WHAT TO PRODUCE
Look through the entries below and count the lines that contain "door". Reply with that number only.

***** PROVIDED DATA

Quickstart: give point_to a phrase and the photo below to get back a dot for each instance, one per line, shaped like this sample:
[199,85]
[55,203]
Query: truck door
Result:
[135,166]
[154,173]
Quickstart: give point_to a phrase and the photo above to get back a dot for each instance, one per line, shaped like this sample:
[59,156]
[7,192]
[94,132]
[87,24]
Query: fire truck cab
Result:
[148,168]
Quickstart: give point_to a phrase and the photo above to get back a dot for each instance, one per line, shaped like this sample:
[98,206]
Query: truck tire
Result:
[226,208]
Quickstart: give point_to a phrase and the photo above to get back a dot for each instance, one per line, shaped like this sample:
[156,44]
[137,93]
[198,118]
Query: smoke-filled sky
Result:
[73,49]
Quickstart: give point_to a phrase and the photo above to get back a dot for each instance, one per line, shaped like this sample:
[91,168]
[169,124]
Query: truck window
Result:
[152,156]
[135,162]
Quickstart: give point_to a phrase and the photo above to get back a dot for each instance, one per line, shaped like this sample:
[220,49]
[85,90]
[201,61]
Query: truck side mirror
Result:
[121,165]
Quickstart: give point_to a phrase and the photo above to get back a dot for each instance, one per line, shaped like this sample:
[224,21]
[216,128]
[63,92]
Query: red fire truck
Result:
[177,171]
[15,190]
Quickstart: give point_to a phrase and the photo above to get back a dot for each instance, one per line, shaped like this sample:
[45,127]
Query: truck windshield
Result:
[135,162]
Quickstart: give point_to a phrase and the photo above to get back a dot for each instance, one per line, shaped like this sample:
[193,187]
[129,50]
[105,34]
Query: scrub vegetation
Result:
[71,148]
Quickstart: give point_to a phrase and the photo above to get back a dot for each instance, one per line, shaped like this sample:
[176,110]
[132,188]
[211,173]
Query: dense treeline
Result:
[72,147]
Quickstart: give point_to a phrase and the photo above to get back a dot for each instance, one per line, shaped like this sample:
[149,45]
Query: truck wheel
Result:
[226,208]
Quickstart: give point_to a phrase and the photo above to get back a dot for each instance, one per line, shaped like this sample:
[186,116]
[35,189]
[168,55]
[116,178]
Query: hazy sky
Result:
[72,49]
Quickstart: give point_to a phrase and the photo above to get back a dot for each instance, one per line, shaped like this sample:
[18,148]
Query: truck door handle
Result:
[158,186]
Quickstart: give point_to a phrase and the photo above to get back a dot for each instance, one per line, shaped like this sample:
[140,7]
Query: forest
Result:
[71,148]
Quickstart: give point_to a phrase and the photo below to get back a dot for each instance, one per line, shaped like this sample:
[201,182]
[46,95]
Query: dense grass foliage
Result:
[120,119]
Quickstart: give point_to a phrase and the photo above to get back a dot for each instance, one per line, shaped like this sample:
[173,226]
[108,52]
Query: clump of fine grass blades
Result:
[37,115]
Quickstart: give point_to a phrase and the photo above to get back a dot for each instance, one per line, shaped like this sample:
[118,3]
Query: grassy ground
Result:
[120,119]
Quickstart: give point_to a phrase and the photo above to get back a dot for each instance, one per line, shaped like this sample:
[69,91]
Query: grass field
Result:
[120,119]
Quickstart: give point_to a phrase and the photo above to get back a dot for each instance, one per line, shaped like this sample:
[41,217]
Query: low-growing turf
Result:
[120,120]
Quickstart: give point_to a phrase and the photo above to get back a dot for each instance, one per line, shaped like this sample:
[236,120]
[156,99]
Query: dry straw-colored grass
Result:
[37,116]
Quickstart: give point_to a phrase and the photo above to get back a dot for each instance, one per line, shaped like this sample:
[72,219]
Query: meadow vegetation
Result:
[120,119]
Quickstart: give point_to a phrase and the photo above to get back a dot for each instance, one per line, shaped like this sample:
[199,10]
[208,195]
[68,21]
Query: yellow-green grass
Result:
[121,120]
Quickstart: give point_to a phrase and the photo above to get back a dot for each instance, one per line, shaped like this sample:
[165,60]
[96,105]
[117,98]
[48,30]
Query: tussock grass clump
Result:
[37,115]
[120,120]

**********
***** PROVIDED DATA

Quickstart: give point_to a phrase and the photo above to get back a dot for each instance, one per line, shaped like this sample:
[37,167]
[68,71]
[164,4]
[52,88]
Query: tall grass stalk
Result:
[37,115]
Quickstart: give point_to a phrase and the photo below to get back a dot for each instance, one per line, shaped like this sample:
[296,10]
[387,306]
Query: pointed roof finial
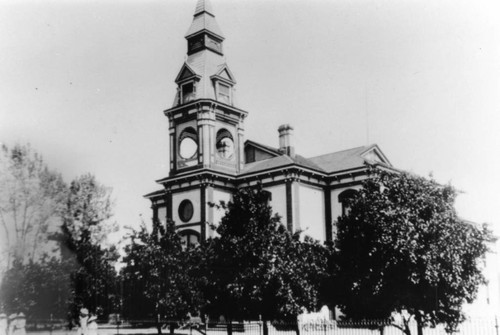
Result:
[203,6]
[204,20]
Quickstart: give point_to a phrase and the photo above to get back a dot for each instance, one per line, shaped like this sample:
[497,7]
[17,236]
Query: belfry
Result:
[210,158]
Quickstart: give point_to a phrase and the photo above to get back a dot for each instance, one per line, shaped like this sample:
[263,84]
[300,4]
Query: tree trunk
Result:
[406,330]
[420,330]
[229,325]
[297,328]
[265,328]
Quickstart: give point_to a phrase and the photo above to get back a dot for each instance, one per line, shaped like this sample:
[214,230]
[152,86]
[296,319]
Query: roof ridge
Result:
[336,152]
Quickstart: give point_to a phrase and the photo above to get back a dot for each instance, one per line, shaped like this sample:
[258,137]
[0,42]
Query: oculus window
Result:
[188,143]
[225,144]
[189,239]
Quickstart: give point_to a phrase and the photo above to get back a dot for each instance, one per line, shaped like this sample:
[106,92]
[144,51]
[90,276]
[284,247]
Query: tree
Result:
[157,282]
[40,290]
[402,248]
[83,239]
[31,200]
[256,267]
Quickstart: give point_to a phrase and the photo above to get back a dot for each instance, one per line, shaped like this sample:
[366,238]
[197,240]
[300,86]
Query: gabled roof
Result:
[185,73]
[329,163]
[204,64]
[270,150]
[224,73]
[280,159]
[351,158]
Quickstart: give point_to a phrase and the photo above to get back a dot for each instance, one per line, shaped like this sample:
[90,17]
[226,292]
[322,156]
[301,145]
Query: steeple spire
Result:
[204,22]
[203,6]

**********

SOLUTION TO THIS PROBLEM
2